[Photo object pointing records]
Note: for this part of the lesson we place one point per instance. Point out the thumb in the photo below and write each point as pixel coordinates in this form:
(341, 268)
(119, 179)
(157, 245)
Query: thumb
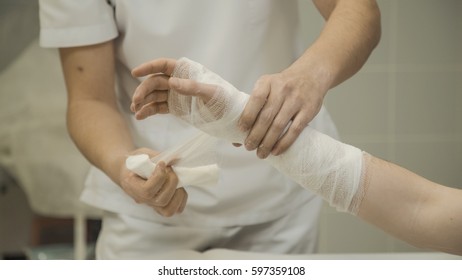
(193, 88)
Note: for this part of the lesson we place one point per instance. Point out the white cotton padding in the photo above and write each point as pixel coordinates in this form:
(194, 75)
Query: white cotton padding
(141, 165)
(201, 176)
(316, 161)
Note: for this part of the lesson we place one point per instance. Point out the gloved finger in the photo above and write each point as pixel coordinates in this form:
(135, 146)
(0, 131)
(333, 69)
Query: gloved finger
(148, 90)
(253, 107)
(264, 121)
(276, 130)
(151, 109)
(163, 197)
(162, 65)
(176, 204)
(193, 88)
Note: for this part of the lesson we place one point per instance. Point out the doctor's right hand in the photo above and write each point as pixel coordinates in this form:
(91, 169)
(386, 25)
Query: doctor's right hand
(159, 191)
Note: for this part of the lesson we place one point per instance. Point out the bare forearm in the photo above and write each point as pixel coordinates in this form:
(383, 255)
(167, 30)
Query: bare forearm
(101, 134)
(412, 208)
(351, 32)
(94, 121)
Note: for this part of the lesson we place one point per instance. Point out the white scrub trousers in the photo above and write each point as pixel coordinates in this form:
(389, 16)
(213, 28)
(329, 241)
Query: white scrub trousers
(128, 238)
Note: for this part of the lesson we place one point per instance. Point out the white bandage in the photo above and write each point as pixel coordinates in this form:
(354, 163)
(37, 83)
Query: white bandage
(316, 161)
(201, 176)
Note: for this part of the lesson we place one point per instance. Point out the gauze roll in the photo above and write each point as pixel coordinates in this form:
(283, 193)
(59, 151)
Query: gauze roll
(202, 176)
(193, 161)
(316, 161)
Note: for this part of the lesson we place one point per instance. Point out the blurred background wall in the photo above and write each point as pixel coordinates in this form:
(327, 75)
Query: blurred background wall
(405, 106)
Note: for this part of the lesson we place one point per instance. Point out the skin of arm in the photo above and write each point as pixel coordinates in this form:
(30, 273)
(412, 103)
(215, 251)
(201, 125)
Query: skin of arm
(412, 208)
(402, 203)
(100, 132)
(295, 96)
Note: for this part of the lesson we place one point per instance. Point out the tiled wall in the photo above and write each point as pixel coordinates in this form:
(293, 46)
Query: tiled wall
(405, 106)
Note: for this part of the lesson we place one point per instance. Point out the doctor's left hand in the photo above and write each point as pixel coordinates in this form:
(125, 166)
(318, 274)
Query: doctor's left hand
(159, 191)
(280, 107)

▶ _Instructions for the task_
Please reproduce the entries verbatim, starting at the line that contains "the doctor's left" and ending at the final line of the entries.

▶ _Reply to the task_
Note: for this part of the lesson we place one point per instance. Point out the doctor's left hand in the photo above and write each point as pixel coordinates in this form:
(125, 166)
(318, 274)
Query: doctor's left hand
(159, 191)
(280, 107)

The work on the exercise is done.